▶ _Goal of the exercise_
Answer these questions from the Authentication page:
(a) What does Manifest use to prove a user's identity?
(b) Where is the admin panel located by default?
(c) Which algorithm hashes the passwords of authenticable entities?

▶ _Quoted passage_
"""

Authentication
Authentication is the process of proving that people are who they say they are.
Manifest uses JSON Web Tokens (JWT) to do that. When you log in, you basically create a new token that you use in your next requests to prove your identity. This allows us to use Policies to grant or deny the access to some resources based on the user characteristics.
Notice the TOKEN_SECRET_KEY
variable in your .env
file ? This is the key that will encrypt your tokens, you can generate one here.
Admins
Admins are a built-in entity that are the only ones with access to the admin panel (located at http://localhost:1111 by default). The admins are usually the people who manage the application on a day-to-day basis. Only admins can see and manage other admins.
Even though they are the most powerful users of your application, you can still create some policies that will restrict the access even for them.
The seed command will create an admin with the email admin@manifest.build
and the password admin
. You can create more admins from the admin panel.
In Manifest, the admin panel is non-technical 😺.
It means that you can give credentials to the administrators of your app without worrying that they will end up breaking the system!
Authenticable entities
You can convert any entity into an authenticatable entity, allowing users to log in with it.
entities:
🤒 Patient:
authenticable: true # Makes entity authenticable.
properties:
- name
Authenticable entities have 2 extra properties that are used as credentials to log in: email
and password
. You do not need to specify them.
The passwords are automatically hashed using SHA-3 algorithm.

"""

▶ _Study material_
"""

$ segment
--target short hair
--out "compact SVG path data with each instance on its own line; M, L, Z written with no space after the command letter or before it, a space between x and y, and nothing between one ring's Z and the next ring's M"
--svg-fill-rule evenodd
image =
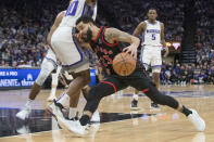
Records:
M80 22L83 22L84 24L87 24L87 23L96 24L92 17L87 16L87 15L83 15L79 18L77 18L76 25L78 25Z

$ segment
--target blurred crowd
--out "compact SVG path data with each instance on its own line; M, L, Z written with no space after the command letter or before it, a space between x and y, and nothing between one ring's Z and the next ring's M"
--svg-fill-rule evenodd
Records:
M0 3L0 66L40 66L47 51L47 35L68 0L2 0ZM214 82L214 1L196 0L196 64L163 63L161 82ZM180 42L184 34L185 0L99 0L97 24L133 33L147 18L149 8L158 10L165 25L165 40ZM204 9L206 8L206 9ZM110 16L111 15L111 16ZM92 66L96 56L89 54Z

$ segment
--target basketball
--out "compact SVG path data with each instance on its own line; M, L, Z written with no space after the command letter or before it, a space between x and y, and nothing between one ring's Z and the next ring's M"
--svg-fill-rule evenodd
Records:
M113 60L113 69L119 76L129 76L136 68L136 60L128 53L119 53Z

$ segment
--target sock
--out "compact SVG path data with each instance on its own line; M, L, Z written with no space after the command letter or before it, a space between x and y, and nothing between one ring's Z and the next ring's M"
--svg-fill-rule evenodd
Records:
M63 93L58 100L56 103L60 103L63 105L63 107L68 106L70 104L70 95L67 95L66 93Z
M135 94L134 93L133 99L136 100L136 101L138 101L138 94Z
M68 118L71 119L76 117L76 113L77 113L77 107L70 107Z
M181 111L181 113L185 114L186 116L192 114L192 112L191 112L190 109L188 109L187 107L185 107L184 105L182 105L182 111Z
M27 100L27 103L25 104L25 106L26 107L30 107L32 106L32 102L33 102L34 100L32 100L32 99L28 99Z
M89 116L88 115L83 115L81 118L79 119L79 122L81 124L81 126L86 126L87 124L89 124Z

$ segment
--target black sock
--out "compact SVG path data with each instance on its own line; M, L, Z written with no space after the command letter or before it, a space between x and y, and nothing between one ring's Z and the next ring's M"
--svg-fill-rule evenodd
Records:
M89 124L89 116L88 115L83 115L81 118L79 119L81 126L86 126L87 124Z
M182 111L181 111L181 113L185 114L186 116L192 114L192 112L191 112L190 109L188 109L187 107L185 107L184 105L182 105Z

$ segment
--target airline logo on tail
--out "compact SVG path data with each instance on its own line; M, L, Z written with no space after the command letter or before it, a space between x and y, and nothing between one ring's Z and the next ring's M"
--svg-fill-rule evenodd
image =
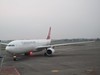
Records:
M49 28L47 39L51 39L51 27Z

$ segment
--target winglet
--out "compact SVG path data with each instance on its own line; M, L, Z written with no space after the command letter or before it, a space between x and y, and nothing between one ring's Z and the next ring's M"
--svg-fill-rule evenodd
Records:
M51 27L49 28L47 39L51 39Z

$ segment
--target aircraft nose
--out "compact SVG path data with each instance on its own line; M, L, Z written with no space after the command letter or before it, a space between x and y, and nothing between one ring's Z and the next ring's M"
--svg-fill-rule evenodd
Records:
M5 49L6 49L6 51L9 51L9 50L10 50L10 48L9 48L9 47L6 47Z

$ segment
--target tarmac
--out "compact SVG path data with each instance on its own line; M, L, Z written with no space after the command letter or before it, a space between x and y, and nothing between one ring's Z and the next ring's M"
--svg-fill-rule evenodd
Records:
M45 57L41 52L21 55L17 61L1 50L6 54L2 69L14 67L18 75L100 75L100 42L60 46L55 50L52 57Z

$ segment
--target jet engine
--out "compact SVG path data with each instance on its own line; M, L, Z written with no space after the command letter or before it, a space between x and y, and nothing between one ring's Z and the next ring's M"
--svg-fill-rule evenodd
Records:
M52 54L55 52L53 48L47 48L45 55L52 56Z

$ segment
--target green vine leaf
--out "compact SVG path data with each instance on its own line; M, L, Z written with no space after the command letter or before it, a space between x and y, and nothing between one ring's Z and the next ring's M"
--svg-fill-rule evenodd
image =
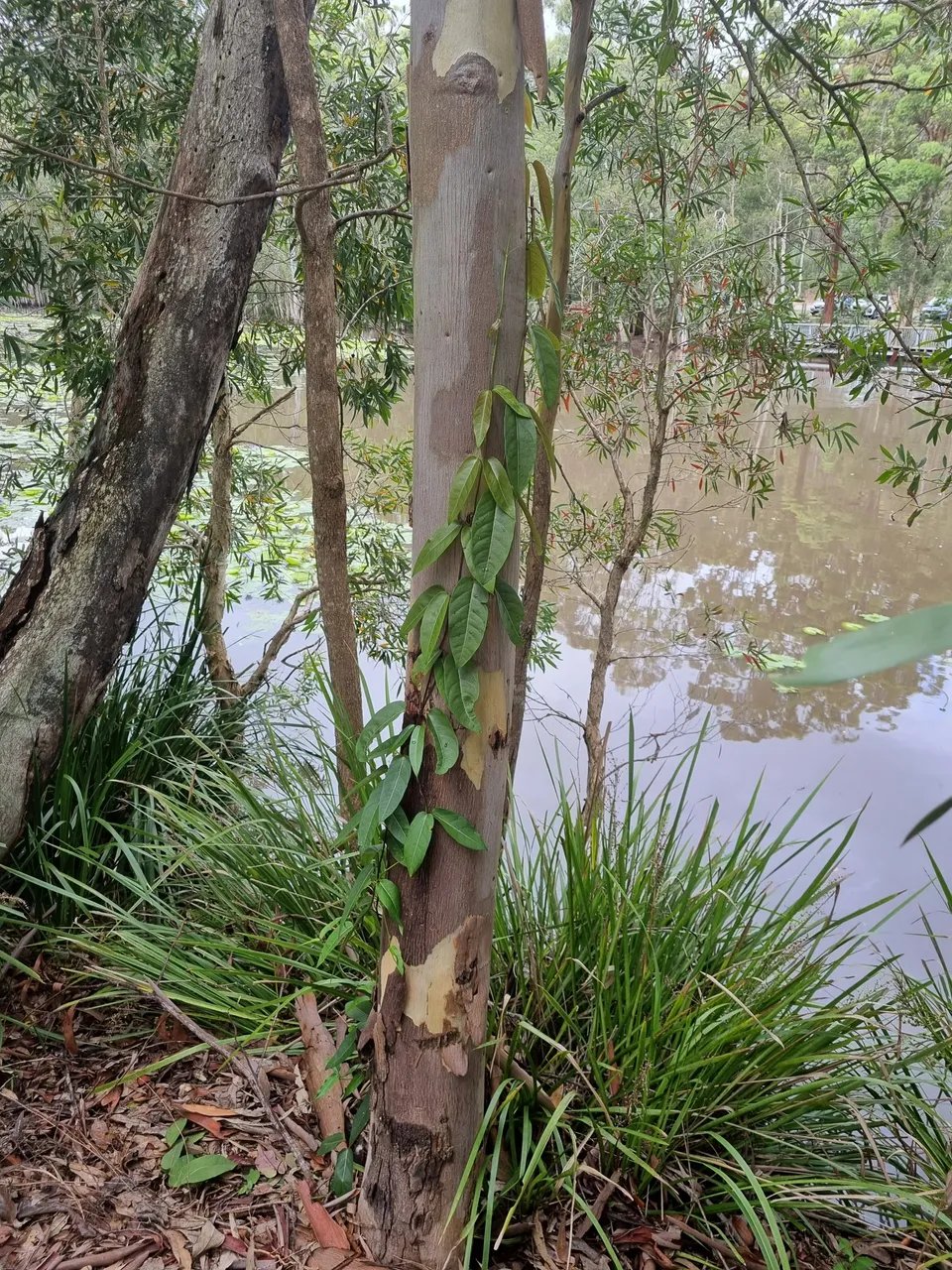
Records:
M439 657L439 641L443 636L443 624L449 611L449 596L434 596L420 622L420 657L414 663L414 671L425 674Z
M407 747L406 757L410 759L410 767L413 768L414 776L420 775L420 767L423 767L423 751L426 744L426 729L421 723L418 723L414 730L410 733L410 745Z
M357 822L357 845L362 851L373 842L373 837L380 824L380 785L374 785L360 812Z
M546 171L546 165L541 159L533 159L532 166L536 169L536 184L538 185L538 204L542 208L542 220L546 229L552 229L552 184Z
M487 458L482 464L482 479L495 498L496 507L501 507L508 516L515 516L515 494L513 494L509 474L498 458Z
M493 391L496 394L503 405L508 405L510 410L515 411L515 414L522 414L527 419L529 418L529 408L524 401L519 401L518 398L513 396L505 384L496 384Z
M433 737L433 747L437 751L437 776L446 776L459 758L459 742L456 739L452 723L435 706L426 715L426 724L430 729L430 737Z
M532 410L532 419L536 424L536 433L538 436L538 439L542 442L542 448L546 451L546 458L548 458L548 466L552 471L552 475L555 476L556 461L555 461L555 446L552 444L552 434L550 431L547 431L538 410L536 410L534 406L529 406L529 410Z
M529 422L532 432L532 423ZM479 583L493 591L496 574L509 558L515 537L515 517L496 503L489 490L480 495L470 527L467 564Z
M399 701L388 701L385 706L381 706L376 714L371 715L357 738L355 751L357 757L363 759L367 757L371 749L372 742L380 737L380 734L388 728L397 719L402 718L406 710L406 702L401 698Z
M491 395L490 395L491 401ZM468 503L476 483L480 479L481 462L479 455L470 455L463 458L456 470L456 476L449 486L449 507L447 514L451 521L458 521L468 511Z
M526 608L515 587L505 578L496 578L496 608L499 617L513 644L522 644L522 624L526 621Z
M532 357L536 362L542 400L552 410L559 405L559 342L547 326L534 321L529 326L529 343L532 344Z
M410 784L410 759L406 754L395 758L377 786L377 819L386 820L400 806ZM371 795L373 798L373 795Z
M452 653L444 653L435 667L439 695L470 732L480 732L475 705L480 695L480 676L473 665L457 665Z
M434 596L438 596L440 591L443 591L443 587L428 587L416 597L416 599L414 599L410 605L410 612L406 615L404 625L400 627L400 635L402 639L406 639L410 631L416 630L430 601Z
M546 293L546 262L537 239L526 244L526 290L533 300Z
M437 806L433 809L433 817L461 847L468 847L470 851L486 850L482 834L470 824L465 815L459 815L458 812L451 812L446 806Z
M449 646L457 665L476 655L489 624L489 596L475 578L461 578L449 599Z
M437 532L432 533L420 547L420 554L416 556L416 563L414 564L414 577L424 569L429 569L432 564L435 564L458 537L458 521L453 521L451 525L440 525Z
M391 881L390 878L381 878L376 890L380 907L400 926L400 892L396 883Z
M426 859L432 837L433 817L429 812L418 812L410 822L404 843L404 867L411 878Z
M493 419L493 390L484 389L482 392L476 398L476 405L472 411L472 434L476 438L476 446L481 446L486 439L486 433L489 432L490 420Z
M536 466L536 424L527 410L517 414L506 408L503 417L503 443L505 446L505 467L517 498L529 484Z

"""

▶ _Task solution_
(a) JSON Web Tokens (JWT)
(b) http://localhost:1111
(c) SHA-3